┌──
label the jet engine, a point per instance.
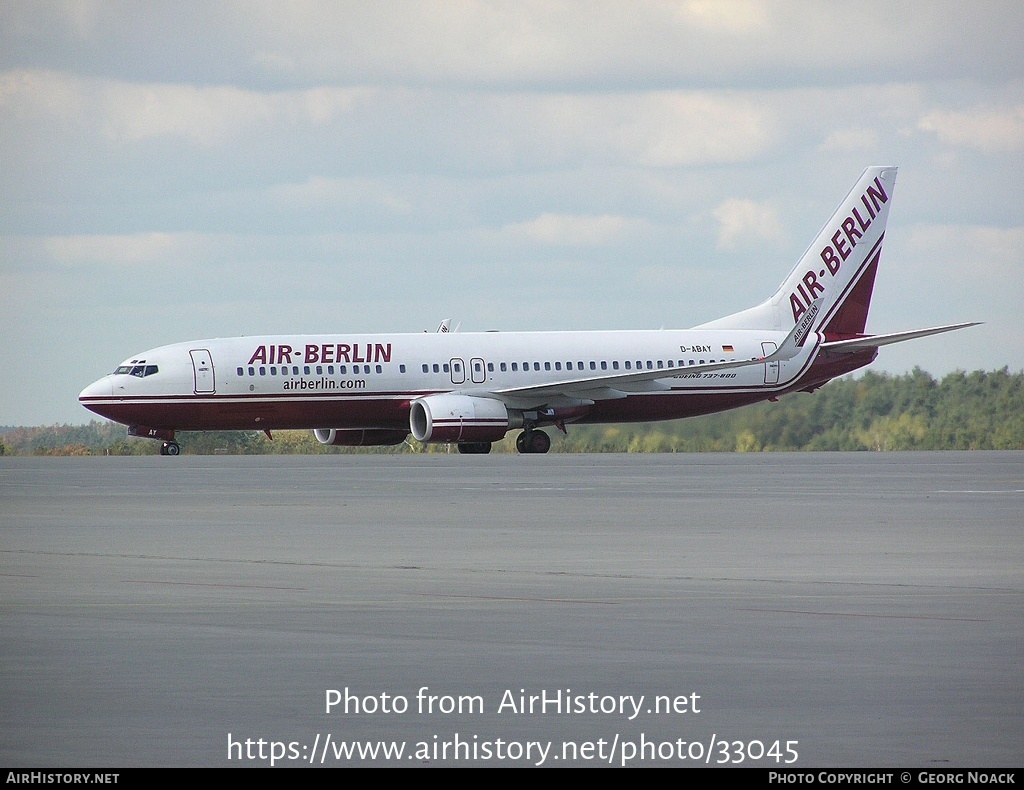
(369, 438)
(453, 417)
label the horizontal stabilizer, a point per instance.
(873, 341)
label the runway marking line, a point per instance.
(204, 584)
(504, 597)
(860, 614)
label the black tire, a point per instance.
(539, 442)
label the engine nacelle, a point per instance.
(369, 438)
(453, 417)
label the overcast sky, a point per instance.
(175, 171)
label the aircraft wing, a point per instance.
(873, 341)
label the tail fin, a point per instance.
(830, 286)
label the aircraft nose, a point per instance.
(101, 388)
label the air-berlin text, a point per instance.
(849, 234)
(325, 352)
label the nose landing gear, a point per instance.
(531, 441)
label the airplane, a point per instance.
(470, 388)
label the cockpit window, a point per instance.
(136, 370)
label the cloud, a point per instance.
(990, 131)
(990, 258)
(852, 139)
(121, 250)
(206, 116)
(573, 231)
(745, 222)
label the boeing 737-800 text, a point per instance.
(471, 388)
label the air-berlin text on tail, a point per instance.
(850, 232)
(282, 354)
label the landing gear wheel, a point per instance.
(539, 442)
(474, 448)
(532, 442)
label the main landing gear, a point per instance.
(532, 442)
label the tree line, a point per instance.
(876, 411)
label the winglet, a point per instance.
(875, 341)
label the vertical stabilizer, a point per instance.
(835, 277)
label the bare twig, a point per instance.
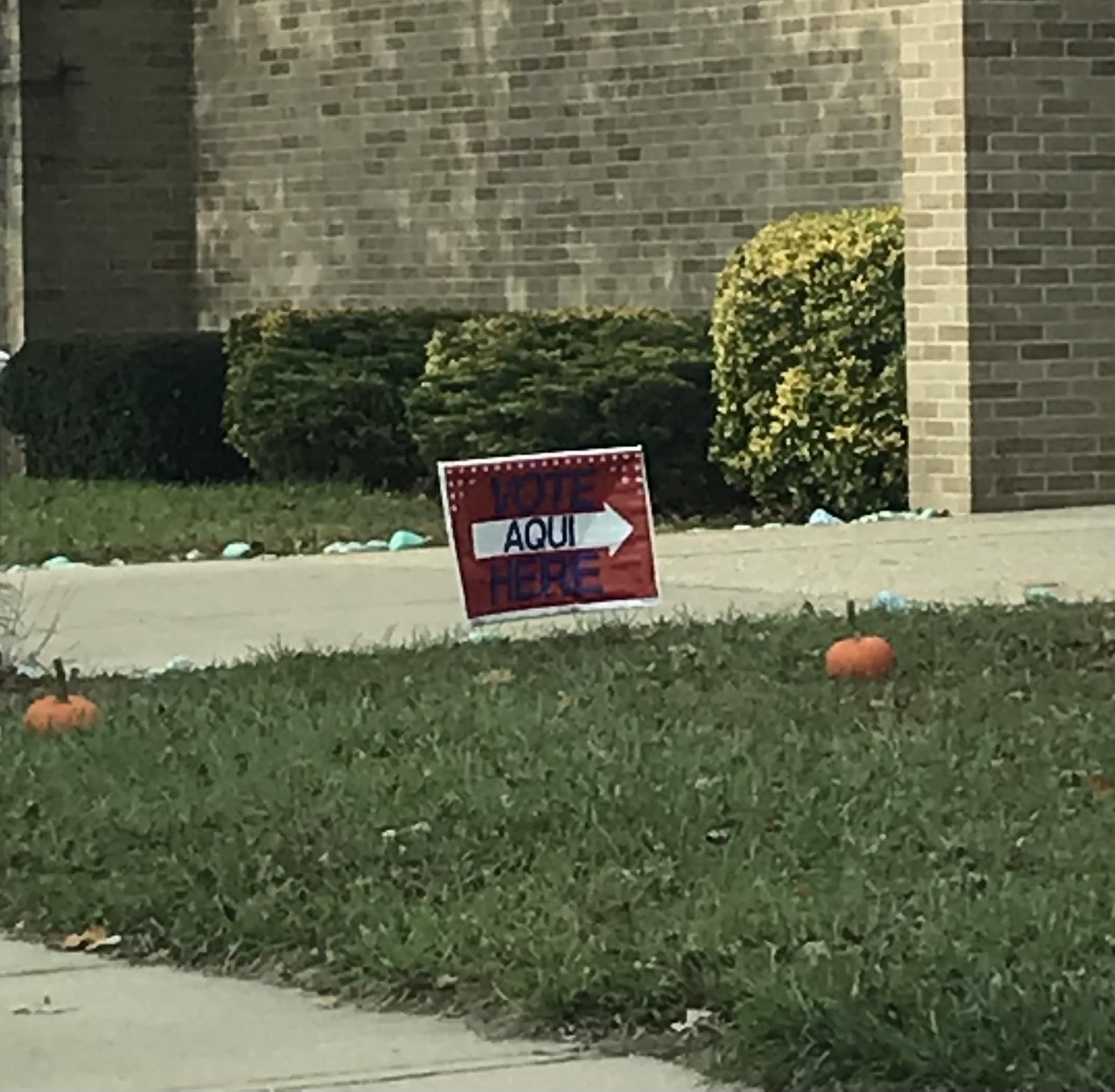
└──
▶ **EXERCISE PROMPT**
Give back the data exactly. Skip any images.

▶ **ANSWER FOR THIS EXERCISE**
label the jet engine, a point per instance.
(369, 438)
(453, 417)
label the horizontal stabilizer, a point per instance.
(873, 341)
label the runway marking line, a point per instance.
(204, 584)
(504, 597)
(860, 614)
label the black tire, a point per instance.
(539, 442)
label the engine nacelle, a point per instance.
(369, 438)
(453, 417)
label the overcast sky, a point per instance.
(175, 171)
label the aircraft wing, a point per instance.
(873, 341)
label the tail fin, a point per instance.
(830, 286)
label the aircraft nose, a point per instance.
(101, 388)
label the air-berlin text, a point per instance.
(849, 234)
(325, 352)
label the nose landing gear, a point per instance.
(531, 441)
label the airplane, a point per instance.
(470, 388)
label the cockpit window, a point per instance.
(136, 370)
label the cloud, a point per instance.
(990, 131)
(990, 258)
(852, 139)
(121, 250)
(206, 116)
(573, 231)
(745, 222)
label the boeing 737-800 text, a point per instance.
(471, 388)
label the air-berlin text on tail, a point per instance.
(850, 232)
(282, 354)
label the landing gear wheel, a point per instance.
(539, 442)
(474, 448)
(532, 442)
label the main landing gear, a point per instance.
(532, 442)
label the tree line, a point per instance.
(876, 411)
label the winglet, a point per instance.
(875, 341)
label the vertical stabilizer, a point per instance.
(835, 277)
label the bare twig, a point per instance.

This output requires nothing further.